WORK REQUIRED: Rescale the lines from the line with "Question: For every instance of the overhead" up to and including the line with "[(147, 338), (504, 321)]". Copy them in full, but multiply every coordinate in the answers by 2.25 and round to whole numbers, halves up, returning only those lines.

Part of a data file
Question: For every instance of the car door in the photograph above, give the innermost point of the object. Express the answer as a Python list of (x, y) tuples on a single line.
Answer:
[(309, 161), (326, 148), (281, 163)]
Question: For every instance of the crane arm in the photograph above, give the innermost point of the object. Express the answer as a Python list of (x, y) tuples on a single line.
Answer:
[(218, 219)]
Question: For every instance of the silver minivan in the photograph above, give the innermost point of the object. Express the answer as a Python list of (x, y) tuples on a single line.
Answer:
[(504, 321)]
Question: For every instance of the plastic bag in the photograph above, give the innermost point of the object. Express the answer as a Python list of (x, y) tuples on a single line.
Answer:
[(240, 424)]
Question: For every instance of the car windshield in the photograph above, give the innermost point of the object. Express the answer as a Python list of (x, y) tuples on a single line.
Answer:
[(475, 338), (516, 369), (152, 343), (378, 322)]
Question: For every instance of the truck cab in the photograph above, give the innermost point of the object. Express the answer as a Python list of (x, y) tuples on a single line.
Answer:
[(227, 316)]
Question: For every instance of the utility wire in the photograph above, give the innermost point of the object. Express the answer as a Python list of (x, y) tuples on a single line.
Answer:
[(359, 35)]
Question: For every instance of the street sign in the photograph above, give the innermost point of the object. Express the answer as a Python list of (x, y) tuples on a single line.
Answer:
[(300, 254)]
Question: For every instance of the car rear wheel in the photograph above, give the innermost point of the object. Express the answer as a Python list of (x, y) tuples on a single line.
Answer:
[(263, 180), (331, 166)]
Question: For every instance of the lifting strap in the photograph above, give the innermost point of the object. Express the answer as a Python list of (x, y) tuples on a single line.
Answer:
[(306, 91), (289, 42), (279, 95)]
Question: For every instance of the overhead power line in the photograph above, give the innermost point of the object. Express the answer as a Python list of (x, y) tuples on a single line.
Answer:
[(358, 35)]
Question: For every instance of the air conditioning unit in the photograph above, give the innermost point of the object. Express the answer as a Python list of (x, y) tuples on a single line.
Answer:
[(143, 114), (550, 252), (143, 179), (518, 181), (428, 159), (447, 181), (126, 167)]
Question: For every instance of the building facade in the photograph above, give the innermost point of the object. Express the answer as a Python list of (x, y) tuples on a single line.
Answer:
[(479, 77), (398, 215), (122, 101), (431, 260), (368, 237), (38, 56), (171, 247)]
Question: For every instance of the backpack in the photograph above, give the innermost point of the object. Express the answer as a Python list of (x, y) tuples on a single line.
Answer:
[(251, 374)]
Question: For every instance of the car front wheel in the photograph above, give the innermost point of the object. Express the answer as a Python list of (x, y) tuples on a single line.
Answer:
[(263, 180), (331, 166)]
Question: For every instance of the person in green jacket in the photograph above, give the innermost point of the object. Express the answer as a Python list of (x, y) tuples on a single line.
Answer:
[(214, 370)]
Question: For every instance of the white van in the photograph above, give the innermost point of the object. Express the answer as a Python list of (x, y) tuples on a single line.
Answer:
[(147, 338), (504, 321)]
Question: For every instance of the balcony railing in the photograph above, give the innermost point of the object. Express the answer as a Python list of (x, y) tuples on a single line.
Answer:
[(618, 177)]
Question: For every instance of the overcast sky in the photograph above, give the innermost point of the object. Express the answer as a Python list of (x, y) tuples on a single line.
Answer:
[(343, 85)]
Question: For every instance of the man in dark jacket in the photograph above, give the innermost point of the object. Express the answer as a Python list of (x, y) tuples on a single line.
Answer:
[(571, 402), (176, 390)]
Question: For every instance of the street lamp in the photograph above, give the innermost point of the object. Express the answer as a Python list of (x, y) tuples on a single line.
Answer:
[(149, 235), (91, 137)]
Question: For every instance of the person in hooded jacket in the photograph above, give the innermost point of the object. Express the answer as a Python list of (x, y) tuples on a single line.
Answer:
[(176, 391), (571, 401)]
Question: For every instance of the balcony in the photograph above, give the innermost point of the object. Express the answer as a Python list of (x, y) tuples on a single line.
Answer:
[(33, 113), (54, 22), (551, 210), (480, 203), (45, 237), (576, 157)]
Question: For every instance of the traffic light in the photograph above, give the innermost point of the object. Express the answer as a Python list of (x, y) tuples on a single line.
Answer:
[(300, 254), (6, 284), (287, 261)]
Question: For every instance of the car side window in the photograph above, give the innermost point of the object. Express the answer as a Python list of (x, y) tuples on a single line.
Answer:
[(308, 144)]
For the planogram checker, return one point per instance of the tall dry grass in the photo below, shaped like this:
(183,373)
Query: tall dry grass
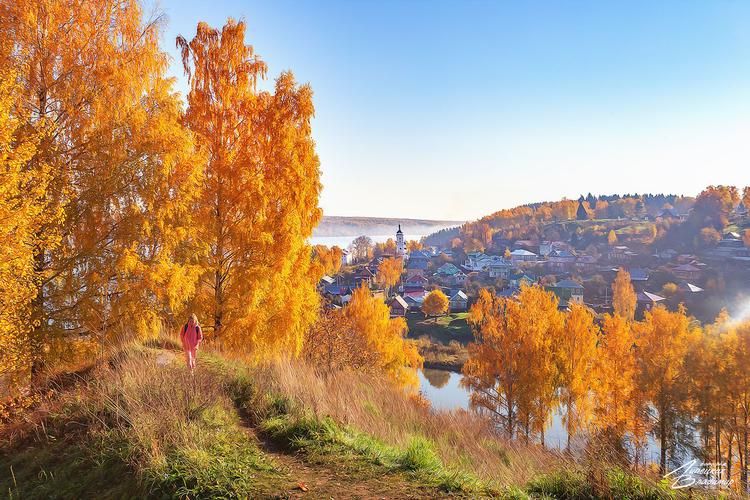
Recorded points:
(372,404)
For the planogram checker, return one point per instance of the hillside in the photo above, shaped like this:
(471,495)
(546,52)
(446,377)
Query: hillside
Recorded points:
(373,226)
(275,431)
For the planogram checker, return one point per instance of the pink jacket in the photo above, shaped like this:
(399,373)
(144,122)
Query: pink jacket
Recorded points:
(191,335)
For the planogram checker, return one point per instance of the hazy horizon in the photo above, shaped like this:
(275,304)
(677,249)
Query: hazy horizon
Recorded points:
(460,109)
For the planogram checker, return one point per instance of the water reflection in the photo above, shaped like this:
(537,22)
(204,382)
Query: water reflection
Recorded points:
(443,389)
(437,378)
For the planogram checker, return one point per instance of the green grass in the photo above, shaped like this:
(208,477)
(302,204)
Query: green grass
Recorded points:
(442,329)
(66,469)
(612,483)
(143,430)
(325,440)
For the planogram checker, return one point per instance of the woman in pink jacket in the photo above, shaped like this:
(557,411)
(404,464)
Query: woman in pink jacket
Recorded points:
(191,337)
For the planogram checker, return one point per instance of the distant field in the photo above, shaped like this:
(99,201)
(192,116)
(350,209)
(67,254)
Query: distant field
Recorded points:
(370,226)
(446,328)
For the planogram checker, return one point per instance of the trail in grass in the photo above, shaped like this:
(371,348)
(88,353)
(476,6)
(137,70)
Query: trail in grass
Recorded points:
(314,478)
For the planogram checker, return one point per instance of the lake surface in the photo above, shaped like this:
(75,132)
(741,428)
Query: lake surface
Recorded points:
(345,241)
(443,389)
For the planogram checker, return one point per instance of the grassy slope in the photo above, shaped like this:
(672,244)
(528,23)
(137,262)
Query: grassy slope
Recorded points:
(441,341)
(139,425)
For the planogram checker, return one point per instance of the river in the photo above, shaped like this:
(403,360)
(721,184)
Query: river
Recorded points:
(345,241)
(443,389)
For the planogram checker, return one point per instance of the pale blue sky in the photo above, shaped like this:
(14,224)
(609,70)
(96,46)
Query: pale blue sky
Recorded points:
(453,110)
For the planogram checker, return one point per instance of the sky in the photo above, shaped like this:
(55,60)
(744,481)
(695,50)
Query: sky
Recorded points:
(456,109)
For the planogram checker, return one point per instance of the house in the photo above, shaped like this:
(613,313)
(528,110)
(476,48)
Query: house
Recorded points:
(688,288)
(647,300)
(419,255)
(416,267)
(638,274)
(521,255)
(324,282)
(346,257)
(500,268)
(364,275)
(458,302)
(667,254)
(525,245)
(668,213)
(567,291)
(687,272)
(415,282)
(585,263)
(520,278)
(619,253)
(447,269)
(560,260)
(399,307)
(547,247)
(449,274)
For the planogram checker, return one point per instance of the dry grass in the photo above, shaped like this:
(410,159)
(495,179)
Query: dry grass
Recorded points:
(370,403)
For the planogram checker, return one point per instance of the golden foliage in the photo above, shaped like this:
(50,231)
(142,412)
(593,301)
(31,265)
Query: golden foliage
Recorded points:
(116,164)
(389,272)
(259,198)
(576,354)
(511,368)
(327,259)
(623,296)
(435,303)
(384,336)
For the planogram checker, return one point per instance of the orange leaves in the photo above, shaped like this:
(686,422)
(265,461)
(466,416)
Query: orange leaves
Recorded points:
(623,296)
(258,202)
(511,367)
(435,303)
(377,340)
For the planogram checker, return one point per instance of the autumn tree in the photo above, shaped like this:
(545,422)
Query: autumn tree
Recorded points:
(612,237)
(389,273)
(328,259)
(713,206)
(623,295)
(362,248)
(618,404)
(333,343)
(23,220)
(576,354)
(511,368)
(663,339)
(435,303)
(384,336)
(413,245)
(118,168)
(259,198)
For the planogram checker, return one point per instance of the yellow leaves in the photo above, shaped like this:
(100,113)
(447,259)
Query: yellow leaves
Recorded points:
(512,366)
(389,272)
(623,296)
(363,336)
(435,303)
(258,201)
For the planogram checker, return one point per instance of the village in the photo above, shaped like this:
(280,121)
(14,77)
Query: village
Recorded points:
(699,280)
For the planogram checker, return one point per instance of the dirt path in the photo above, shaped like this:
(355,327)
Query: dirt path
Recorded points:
(315,479)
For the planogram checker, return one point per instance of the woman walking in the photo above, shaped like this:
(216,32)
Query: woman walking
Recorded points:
(191,337)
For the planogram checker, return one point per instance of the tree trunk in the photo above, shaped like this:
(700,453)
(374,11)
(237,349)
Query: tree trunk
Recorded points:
(662,444)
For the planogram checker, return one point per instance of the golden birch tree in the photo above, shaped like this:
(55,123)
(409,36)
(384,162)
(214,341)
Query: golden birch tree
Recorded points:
(623,296)
(92,85)
(259,199)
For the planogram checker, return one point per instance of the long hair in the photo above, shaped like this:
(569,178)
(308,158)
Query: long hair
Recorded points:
(195,319)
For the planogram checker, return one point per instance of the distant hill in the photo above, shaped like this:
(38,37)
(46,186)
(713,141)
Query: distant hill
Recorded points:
(333,225)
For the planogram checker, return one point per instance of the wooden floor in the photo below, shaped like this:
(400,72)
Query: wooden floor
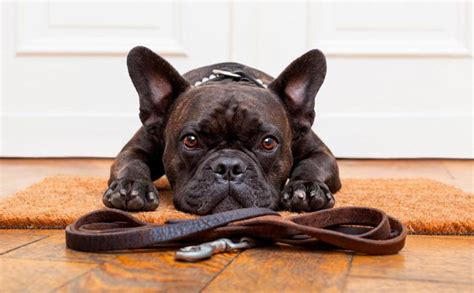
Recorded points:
(37,260)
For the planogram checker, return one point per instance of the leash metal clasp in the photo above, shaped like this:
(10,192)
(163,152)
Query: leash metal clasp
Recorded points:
(206,250)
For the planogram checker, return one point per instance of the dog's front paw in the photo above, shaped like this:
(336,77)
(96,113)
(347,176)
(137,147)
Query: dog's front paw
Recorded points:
(304,196)
(131,195)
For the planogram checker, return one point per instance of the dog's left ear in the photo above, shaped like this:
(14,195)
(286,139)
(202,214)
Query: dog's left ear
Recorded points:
(298,85)
(158,84)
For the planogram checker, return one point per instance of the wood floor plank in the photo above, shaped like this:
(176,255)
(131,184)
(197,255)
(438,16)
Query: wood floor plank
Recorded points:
(425,258)
(359,284)
(26,275)
(11,241)
(54,248)
(44,232)
(150,271)
(283,269)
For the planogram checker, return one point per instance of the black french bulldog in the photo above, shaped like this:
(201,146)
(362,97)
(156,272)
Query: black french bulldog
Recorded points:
(227,136)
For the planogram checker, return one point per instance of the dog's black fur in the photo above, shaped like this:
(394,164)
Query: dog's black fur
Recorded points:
(225,144)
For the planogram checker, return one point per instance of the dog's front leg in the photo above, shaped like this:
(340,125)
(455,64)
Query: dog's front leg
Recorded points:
(132,175)
(314,178)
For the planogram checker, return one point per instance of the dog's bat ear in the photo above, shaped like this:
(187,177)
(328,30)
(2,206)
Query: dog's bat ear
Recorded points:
(157,84)
(298,85)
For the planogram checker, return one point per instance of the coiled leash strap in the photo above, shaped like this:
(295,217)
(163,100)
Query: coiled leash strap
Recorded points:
(358,229)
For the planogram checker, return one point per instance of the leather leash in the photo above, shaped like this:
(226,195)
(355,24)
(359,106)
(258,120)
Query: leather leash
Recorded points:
(357,229)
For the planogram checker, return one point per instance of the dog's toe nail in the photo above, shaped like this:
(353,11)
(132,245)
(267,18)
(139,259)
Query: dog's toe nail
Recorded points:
(117,200)
(301,194)
(108,193)
(151,196)
(317,202)
(135,204)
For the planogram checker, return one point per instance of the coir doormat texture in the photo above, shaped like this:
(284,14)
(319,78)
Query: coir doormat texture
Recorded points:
(425,206)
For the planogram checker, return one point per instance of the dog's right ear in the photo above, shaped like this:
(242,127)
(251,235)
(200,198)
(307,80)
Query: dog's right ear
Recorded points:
(158,84)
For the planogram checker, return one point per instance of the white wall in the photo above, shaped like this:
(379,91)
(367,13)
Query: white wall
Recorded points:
(399,80)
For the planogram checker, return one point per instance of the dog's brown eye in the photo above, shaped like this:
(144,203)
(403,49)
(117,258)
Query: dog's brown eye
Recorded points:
(269,143)
(190,141)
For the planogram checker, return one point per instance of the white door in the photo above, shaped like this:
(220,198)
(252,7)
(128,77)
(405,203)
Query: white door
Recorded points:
(399,80)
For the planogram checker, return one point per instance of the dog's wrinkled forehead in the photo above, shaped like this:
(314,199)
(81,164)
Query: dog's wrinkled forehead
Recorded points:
(229,109)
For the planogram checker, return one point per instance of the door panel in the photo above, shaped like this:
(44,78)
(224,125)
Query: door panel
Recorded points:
(399,81)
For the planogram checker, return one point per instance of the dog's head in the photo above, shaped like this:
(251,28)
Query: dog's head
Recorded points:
(227,145)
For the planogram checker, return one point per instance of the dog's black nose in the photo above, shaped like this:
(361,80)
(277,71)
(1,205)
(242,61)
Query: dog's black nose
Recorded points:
(228,168)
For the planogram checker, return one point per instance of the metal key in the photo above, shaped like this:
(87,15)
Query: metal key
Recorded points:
(206,250)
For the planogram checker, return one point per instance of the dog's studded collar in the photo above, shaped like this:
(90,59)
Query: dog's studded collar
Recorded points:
(218,74)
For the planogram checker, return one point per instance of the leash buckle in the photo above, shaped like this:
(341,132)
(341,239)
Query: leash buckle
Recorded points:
(206,250)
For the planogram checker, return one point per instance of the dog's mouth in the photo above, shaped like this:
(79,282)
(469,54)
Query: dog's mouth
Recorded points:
(225,180)
(212,197)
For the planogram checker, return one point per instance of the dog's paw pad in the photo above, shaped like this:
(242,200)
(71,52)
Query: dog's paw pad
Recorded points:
(301,196)
(132,195)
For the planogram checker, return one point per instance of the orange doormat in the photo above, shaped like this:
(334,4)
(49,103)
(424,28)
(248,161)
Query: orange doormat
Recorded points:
(425,206)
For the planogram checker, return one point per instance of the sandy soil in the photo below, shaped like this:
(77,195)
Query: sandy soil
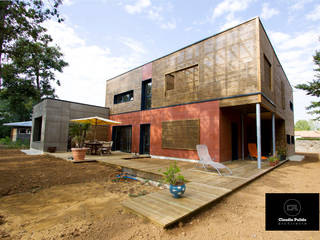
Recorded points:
(90,208)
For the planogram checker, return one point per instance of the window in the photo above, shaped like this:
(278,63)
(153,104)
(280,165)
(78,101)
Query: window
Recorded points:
(267,72)
(146,94)
(283,96)
(288,139)
(24,131)
(37,129)
(169,81)
(178,80)
(123,97)
(291,106)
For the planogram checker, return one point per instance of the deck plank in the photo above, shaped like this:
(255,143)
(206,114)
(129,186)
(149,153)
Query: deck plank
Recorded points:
(203,188)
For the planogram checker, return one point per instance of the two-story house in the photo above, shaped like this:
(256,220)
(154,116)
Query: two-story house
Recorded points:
(224,91)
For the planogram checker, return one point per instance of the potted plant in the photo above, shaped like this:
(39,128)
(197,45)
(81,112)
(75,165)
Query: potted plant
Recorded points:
(175,179)
(78,133)
(282,153)
(273,160)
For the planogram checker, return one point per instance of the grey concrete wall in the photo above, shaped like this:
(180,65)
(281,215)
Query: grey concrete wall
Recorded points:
(308,146)
(56,115)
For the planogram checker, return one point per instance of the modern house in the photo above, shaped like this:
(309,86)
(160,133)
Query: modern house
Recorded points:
(224,91)
(20,131)
(50,123)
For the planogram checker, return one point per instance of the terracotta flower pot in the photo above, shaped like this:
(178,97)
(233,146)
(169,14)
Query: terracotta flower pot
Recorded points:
(79,153)
(273,163)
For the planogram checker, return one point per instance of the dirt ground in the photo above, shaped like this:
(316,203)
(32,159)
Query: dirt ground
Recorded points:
(49,198)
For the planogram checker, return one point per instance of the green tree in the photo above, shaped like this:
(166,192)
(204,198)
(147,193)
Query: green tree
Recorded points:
(313,88)
(302,125)
(28,58)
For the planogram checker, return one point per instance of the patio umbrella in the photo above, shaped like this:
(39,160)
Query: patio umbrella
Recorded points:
(96,121)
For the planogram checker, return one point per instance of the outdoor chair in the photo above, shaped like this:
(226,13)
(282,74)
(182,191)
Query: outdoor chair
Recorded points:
(206,160)
(89,151)
(252,147)
(106,147)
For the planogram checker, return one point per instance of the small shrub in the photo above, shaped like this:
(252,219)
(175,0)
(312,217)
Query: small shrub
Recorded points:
(172,175)
(312,139)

WRITTEN ANSWER:
Question: For every instance of the overhead power line in the photograph above, give the innermost point of the object. Express the answer as a Python list of (x, y) tuples on a single line.
Answer:
[(806, 79)]
Question: For every instance of the air conditioning unit in the photograph above, give the innermost point of the object. Express the answer as a Python list of (x, y) tuples on a single line.
Answer:
[(322, 257), (1238, 567), (322, 403), (1166, 407), (963, 358), (1006, 407), (284, 376)]
Question: For every instance of the building facade in the photograph above, give the innermost point of the object. Express the answer as a Python list of (x, y) tuples on a single line.
Answer:
[(1078, 173), (896, 484), (275, 227), (970, 585), (828, 533), (86, 126), (385, 556)]
Question: For every instance of the backpack in the photograph above, give the innermost point of the object. Express the answer as a Python list of (x, y) tuples on a single line.
Answer:
[(565, 842)]
Question: For every instance of the car front wheel in the photograph above, give the innermost point of the object. Express the answer as a Python list of (x, y) tuples on a single line.
Answer:
[(592, 405), (745, 374)]
Question: For every instance of the person in green jacket in the photograph above, give the innermost point of the object. Express the answer as a Python list of (x, y) tuples on a single line.
Answer:
[(482, 833)]
Question: For every instance of the white van in the photograph above, give the innermost point of the object. Express the answer as a Python list of (x, y) tuples on a single line.
Answer:
[(331, 761), (1134, 722)]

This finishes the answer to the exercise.